— Tarefa proposta 1 —
Diga se cada afirmação está de acordo com o trecho sobre o estilo de Carroll, respondendo sim ou não e citando ao pé da letra as palavras do trecho que decidem: (a) A Rainha de Copas fala por meio de charadas. (b) Na paródia "Você é velho, pai William", Carroll mantém a estrutura dos versos originais. (c) O narrador reage emocionalmente às cenas bizarras.
— Tarefa proposta 2 —
Dê sequência ao trecho sobre o estilo de Carroll, começando logo depois da última frase.

— Trecho de origem —
━━━━

A ironia também é elemento constante. Mas não é uma ironia escancarada. É uma ironia estrutural, que perpassa o modo como o narrador organiza a informação. Ele descreve cenas sem reagir emocionalmente, mesmo quando elas são bizarras ou ameaçadoras. Essa neutralidade fingida cria um efeito de distanciamento cômico: o leitor percebe o absurdo antes do narrador. E esse descompasso é uma forma de convite à inteligência. Carroll não subestima seu leitor — ele o provoca.
O estilo, nesse contexto, é também uma forma de autoridade. O que sustenta a confiança do leitor numa história onde tudo é ilógico? A linguagem. A prosa de Carroll é tão clara, tão musical, tão segura de si, que acabamos aceitando o absurdo como parte de um mundo coerente. Essa é uma das maiores proezas do livro: a clareza com que expõe o ilógico. Escrever bem, aqui, não é apenas escrever bonito. É escrever com precisão sobre o impreciso. É nomear o inominável.
Esse domínio técnico se revela ainda mais no uso da polifonia. Em Alice, a multiplicidade de vozes não se dá apenas pelo elenco de personagens excêntricos — mas pelas formas diversas de linguagem que eles encarnam. A Rainha de Copas fala com imperativos curtos, sempre ameaçadores. O Chapeleiro, por outro lado, fala por meio de charadas, repetições, frases truncadas. A Lagarta é quase lacaniana em sua sintaxe: devolve perguntas como espelhos distorcidos. Já a Tartaruga Falsa mistura sentimentalismo e solenidade, como um velho professor de retórica. Cada personagem carrega um registro próprio — e isso se traduz diretamente na textura da escrita.
Essa heterofonia — para usar um termo de Bakhtin — permite que o texto simule debates internos, tensões ideológicas, choques culturais. O mundo de Alice é um mundo em fricção permanente — e essa fricção se faz na linguagem. O escritor que deseja explorar complexidade emocional pode aprender muito com esse jogo de vozes. Não é preciso explicar o conflito — basta pôr duas linguagens em colisão. Um personagem que fala em provérbios pode ser confrontado com outro que usa gírias. Um narrador formal pode descrever uma cena grotesca. A dissonância faz a música.
Outro traço marcante do estilo de Carroll é a inclusão de poemas, canções e paródias — dispositivos que poderiam parecer marginais, mas que funcionam como contrapontos formais e temáticos. Esses trechos operam como microcosmos de estilo. Pegue, por exemplo, o poema “Você é velho, pai William”, uma paródia de um texto moralizante bastante conhecido no período vitoriano. Carroll reescreve os versos, preservando a estrutura, mas subvertendo o conteúdo. Em vez de um pai sábio, temos um velho excêntrico, desafiando as expectativas de seu interlocutor. O resultado é um poema cômico, mas também uma crítica ao moralismo rígido. E tudo isso se faz pelo ritmo, pelo tom, pela escolha vocabular. O estilo é a crítica.

━━━━

— Dados fornecidos —
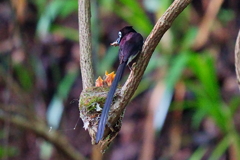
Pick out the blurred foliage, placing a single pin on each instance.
(174, 59)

━━━━

— Resposta 1 —
(a) Não: "A Rainha de Copas fala com imperativos curtos, sempre ameaçadores."
(b) Sim: "Carroll reescreve os versos, preservando a estrutura, mas subvertendo o conteúdo."
(c) Não: "Ele descreve cenas sem reagir emocionalmente, mesmo quando elas são bizarras ou ameaçadoras."

— Resposta 2 —
O escritor pode, com isso, extrair uma técnica valiosa: a de desarticular o conhecido por dentro. Usar a forma esperada para dizer o inesperado. Escrever um diálogo de entrevista que começa sério e termina em absurdo. Compor uma carta de amor onde as palavras escorregam em duplo sentido. Parodiar documentos oficiais, regras de etiqueta, manuais de conduta. O estilo, quando manipulado com consciência, torna-se uma forma de sabotagem sutil.
Carroll também usa a ambiguidade como ferramenta estética. Muitas frases podem ser lidas de mais de uma forma — e essa abertura semântica não é falha, mas recurso. Quando Alice diz “Eu sabia quem eu era esta manhã, mas acho que já mudei algumas vezes desde então”, a frase pode ser interpretada como piada, como lamento, como diagnóstico existencial. O estilo deixa em suspenso. E é nessa suspensão que o leitor entra, completa, projeta.
Escrever com esse grau de abertura exige domínio da sintaxe e sensibilidade para o ritmo. O escritor precisa saber onde deixar a frase respirar. Onde cortar. Onde repetir. Onde insinuar. Carroll, como matemático, entendia de estruturas. Como poeta, entendia de ressonância. E sua prosa se equilibra entre essas duas competências: ordem e vibração.
Por fim, o estilo de Carroll é generoso com o leitor. Mesmo nas passagens mais complexas, ele jamais se torna hermético. Ele não escreve para ser decifrado — escreve para ser sentido. Cada frase oferece algo: uma imagem, uma música, um enigma. E é isso que o torna tão imitável e, ao mesmo tempo, tão único. Muitos tentaram replicar Alice, mas poucos conseguiram captar essa alquimia entre simplicidade e profundidade.
O escritor que deseja criar um estilo igualmente marcante deve, antes de tudo, abandonar a ideia de que estilo é adorno. Estilo é argumento. É a forma como o texto pensa. É a ética da linguagem. É o modo como o autor se relaciona com o mundo, com seus personagens, com seu leitor. Um texto escrito com consciência estilística não precisa justificar-se — ele convence pelo próprio gesto.
Carroll convence. Mesmo quando tudo desanda, sua escrita sustenta. Mesmo quando o enredo ziguezagueia, sua linguagem ancora. Mesmo quando a realidade vacila, a frase permanece firme. E é por isso que Alice nos acompanha há mais de 150 anos — não porque nos explica o mundo, mas porque nos dá uma linguagem para habitá-lo.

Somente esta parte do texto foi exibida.